• [Prompt 1]:
In the point placement records, from the line with "green foliage outside" through the end of the records, substitute "site survey log" for "field scouting record" and write out those lines again with nothing else changed.

• [Document passage]:
Metallurgical Considerations
Ductile iron bomb bodies must provide equivalent properties and performance as any steel assembly. Some important characteristics and reasons are:
 

 
During Phases I and II, a series of composition and processing variations were evaluated. Target being identifying the best potential combination of all mechanical properties. That is highest possible yield strength coupled with highest possible ductility and lowest achievable impact transition temperature, with minimum trade-offs. The following was identified:
 
• All elements except Si, C and Ni need to be as low as practical. Actual limits were set.
 
• Optimum CE and Si should be 4.4 and 2.2 ± 0. 1%. A 1-1.5% Ni level is required at this low Si level to meet yield strength. Si is a ferrite strengthener and contributes to annealability. Ni has one-third the effect of Si on yield strength. Without the Ni, the very critical 40 KSI yield strength is not met, simultaneously with the highest ductility, following full ferritization annealing.

(Point placement records)
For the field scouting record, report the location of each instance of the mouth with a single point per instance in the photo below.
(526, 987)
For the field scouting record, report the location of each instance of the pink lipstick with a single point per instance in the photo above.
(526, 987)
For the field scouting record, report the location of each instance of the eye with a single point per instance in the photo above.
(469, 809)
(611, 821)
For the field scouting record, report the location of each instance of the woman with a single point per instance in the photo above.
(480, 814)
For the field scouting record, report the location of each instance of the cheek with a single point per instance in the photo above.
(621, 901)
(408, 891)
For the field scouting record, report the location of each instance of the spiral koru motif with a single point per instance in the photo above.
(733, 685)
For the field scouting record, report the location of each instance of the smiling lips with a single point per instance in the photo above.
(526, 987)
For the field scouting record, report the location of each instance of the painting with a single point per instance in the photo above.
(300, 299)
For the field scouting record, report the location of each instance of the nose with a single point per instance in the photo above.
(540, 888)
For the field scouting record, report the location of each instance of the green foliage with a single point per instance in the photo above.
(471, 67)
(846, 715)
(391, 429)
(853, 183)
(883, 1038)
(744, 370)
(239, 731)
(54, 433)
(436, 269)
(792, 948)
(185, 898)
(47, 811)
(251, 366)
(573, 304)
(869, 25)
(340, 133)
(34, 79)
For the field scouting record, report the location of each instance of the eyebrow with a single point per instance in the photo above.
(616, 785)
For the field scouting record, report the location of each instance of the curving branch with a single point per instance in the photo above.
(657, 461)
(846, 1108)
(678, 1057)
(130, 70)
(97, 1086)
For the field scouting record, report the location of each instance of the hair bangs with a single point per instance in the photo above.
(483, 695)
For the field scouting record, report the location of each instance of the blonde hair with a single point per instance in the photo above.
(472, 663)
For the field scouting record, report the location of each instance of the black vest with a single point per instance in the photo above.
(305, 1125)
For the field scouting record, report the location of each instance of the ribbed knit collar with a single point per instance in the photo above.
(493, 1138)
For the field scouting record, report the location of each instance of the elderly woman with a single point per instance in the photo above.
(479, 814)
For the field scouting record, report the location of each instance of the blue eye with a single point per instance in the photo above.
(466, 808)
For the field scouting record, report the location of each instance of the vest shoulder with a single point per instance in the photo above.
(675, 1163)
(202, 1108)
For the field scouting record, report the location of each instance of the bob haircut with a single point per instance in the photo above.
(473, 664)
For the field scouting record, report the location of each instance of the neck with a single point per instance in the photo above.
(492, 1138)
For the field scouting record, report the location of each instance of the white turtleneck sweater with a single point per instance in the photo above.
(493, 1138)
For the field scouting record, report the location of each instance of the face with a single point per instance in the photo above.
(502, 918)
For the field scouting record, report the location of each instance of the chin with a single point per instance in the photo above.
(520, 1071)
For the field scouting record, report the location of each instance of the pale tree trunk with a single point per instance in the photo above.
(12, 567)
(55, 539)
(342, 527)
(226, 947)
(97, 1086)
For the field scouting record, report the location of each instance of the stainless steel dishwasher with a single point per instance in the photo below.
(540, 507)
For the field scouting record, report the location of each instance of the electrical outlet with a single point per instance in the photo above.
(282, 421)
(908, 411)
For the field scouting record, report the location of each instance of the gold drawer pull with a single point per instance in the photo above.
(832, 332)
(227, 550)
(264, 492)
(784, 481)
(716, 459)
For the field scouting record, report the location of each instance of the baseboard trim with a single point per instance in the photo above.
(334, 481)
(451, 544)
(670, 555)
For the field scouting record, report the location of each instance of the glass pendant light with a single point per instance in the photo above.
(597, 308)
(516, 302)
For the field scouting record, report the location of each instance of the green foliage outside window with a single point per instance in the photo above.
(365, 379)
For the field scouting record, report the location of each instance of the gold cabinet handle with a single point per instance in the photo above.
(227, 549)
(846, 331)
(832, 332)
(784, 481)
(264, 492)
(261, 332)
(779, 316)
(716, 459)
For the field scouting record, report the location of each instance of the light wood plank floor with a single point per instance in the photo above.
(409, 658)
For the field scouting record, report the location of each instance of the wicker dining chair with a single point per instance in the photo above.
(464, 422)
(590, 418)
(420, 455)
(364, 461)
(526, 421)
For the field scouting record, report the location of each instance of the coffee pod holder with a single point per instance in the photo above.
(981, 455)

• [Prompt 2]:
Resume the passage on ductile iron bomb bodies after its last sentence.

• [Expected output 1]:
For the site survey log, report the location of each instance of the green foliage outside window with a single point per instance in the photo above.
(365, 379)
For the site survey log, report the location of each instance of the gold cabinet handle with a single point per instance in the photo above.
(227, 549)
(846, 331)
(832, 332)
(784, 481)
(264, 492)
(261, 332)
(779, 316)
(716, 459)
For the site survey log, report the location of each instance of the light wood plank floor with a single point per instance in the photo above.
(409, 658)
For the site survey log, report the location of each instance of the wicker dining chair with a single point per instance in the photo above.
(464, 422)
(590, 418)
(420, 455)
(364, 461)
(526, 421)
For the site survey log, report the location of each instance of the coffee pod holder with a single point per instance in the photo above.
(981, 455)

• [Expected output 2]:
• Additional tests indicate nickel additions can be eliminated if final Si is raised to 2.5%. However, the higher silicon raises the notched bar impact transition temperature. The trade-off study is needed.

• Full ferritizing annealing results in the highest ductility and best impact properties. While subcritical annealing produced equal or slightly higher tensile properties at the sacrifice of ductility and impact. Therefore, current requirement is for full annealing. The reason is full annealing provides increased homogenization of the final matrix structure, reducing the "notching effect" of segregation and cell boundary constituents.
 
• Nodularity approaching 100% and an optimum nodule count of 100-15ON/MM 2 provides best overall properties. Good nucleation in the melt was achieved by use of crystalline graphite and silicon carbide additions during melting and multiple ferrosilicon inoculation steps. Inoculation is enhanced when using a combination of MgFeSi alloy for treatment followed by ladle transfer post inoculation with FeSi or proprietary ladle inoculation plus late stream or mold inoculation at the casting station. With all these silicon additions, a well managed operation is needed to avoid exceeding maximum target final iron silicon levels. Smallest practical additions are necessary at each step. The multiple inoculations also prevent carbides, which affect annealing cycles and have residual property effects.
 
• Complete mold cooling is needed to minimize casting distortion.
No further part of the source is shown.